* start Records for the task *
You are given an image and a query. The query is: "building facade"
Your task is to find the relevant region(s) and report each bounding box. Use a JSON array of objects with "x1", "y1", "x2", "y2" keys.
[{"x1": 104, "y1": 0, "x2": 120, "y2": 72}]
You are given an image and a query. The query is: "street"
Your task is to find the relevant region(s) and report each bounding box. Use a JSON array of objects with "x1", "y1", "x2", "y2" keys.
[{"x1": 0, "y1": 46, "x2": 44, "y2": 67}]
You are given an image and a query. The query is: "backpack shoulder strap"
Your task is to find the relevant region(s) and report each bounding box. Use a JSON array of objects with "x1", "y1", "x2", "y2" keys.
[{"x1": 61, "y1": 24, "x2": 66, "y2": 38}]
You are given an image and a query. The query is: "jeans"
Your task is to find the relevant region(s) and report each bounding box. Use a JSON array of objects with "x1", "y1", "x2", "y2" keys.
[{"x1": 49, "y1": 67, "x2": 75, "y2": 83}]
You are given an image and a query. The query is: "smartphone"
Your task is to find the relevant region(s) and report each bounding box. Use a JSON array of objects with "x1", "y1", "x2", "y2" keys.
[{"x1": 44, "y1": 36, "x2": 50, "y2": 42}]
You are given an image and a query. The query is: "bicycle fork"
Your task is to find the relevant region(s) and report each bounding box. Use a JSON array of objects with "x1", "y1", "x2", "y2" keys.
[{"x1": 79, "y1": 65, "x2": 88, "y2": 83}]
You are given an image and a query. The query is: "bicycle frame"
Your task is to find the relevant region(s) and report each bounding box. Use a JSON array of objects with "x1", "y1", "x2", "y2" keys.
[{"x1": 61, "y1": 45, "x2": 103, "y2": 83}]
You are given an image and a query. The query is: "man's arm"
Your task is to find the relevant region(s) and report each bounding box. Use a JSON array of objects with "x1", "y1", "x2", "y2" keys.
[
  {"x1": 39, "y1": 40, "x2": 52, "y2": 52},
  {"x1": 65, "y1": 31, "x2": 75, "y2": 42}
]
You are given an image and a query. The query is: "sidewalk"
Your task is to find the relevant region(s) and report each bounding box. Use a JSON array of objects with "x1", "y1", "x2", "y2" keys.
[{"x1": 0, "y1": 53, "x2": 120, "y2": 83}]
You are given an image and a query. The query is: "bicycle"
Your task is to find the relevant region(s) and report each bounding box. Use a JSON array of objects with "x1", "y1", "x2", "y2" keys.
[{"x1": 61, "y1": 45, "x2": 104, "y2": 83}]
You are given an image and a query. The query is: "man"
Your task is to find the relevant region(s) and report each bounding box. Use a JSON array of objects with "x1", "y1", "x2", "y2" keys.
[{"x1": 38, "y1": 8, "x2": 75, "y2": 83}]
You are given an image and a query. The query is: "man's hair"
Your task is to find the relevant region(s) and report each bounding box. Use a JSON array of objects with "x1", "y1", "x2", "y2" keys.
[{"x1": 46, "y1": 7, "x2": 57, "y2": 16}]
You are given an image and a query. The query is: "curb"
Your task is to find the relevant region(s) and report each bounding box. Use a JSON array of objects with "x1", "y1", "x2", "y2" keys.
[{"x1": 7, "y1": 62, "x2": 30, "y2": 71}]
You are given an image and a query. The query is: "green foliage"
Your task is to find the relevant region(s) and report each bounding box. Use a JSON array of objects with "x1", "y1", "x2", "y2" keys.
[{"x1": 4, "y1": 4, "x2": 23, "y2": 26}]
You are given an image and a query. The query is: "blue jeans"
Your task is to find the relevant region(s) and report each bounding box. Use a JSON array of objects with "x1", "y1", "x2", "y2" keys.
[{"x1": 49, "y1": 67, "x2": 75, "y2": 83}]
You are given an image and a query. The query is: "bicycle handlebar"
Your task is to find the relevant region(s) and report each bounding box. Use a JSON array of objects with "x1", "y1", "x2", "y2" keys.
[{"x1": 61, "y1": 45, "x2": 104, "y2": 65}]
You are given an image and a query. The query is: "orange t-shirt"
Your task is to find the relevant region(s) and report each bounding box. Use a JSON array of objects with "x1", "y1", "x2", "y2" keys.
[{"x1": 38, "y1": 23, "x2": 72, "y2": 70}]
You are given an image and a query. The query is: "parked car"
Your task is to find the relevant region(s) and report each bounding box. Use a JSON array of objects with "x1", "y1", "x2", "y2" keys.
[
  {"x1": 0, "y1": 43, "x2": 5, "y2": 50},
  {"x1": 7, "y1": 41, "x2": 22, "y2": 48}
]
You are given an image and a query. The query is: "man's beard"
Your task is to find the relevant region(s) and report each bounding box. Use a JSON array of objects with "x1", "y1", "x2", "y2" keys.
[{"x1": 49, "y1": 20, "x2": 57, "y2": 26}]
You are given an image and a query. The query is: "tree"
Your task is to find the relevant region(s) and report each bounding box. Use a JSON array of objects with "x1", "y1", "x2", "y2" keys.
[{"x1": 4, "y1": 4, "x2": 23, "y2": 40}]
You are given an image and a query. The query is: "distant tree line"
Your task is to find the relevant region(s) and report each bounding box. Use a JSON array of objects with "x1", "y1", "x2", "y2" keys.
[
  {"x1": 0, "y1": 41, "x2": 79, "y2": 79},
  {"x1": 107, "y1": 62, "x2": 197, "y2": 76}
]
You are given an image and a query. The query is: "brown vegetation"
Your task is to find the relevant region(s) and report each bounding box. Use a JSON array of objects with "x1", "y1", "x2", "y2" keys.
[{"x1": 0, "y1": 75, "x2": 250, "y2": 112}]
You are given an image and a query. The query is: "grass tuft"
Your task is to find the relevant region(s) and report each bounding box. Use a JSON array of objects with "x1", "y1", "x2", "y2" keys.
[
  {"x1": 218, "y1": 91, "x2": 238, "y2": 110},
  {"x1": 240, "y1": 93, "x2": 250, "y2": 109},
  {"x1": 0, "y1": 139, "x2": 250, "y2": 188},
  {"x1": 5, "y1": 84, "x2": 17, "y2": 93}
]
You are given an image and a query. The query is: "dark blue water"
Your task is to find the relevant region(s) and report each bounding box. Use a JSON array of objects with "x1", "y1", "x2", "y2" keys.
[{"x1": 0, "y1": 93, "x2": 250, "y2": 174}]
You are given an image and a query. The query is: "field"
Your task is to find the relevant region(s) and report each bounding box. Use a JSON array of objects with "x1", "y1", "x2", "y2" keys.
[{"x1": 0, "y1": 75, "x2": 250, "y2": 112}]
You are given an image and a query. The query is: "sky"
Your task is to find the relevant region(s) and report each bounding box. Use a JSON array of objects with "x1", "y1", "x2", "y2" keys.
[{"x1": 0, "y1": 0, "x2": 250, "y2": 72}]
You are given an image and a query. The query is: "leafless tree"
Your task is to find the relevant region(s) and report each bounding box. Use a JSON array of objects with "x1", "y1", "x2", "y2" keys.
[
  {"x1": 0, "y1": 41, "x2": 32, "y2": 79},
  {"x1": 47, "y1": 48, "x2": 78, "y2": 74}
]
* end Records for the task *
> Problem statement
Which lines of the records contain the word "blue"? Show each of them in full, counting only matches with the same capitalization.

> Answer to this exercise
You are given an image and a query. The query is: "blue jeans"
You are given an image and a query. The query is: "dark blue water"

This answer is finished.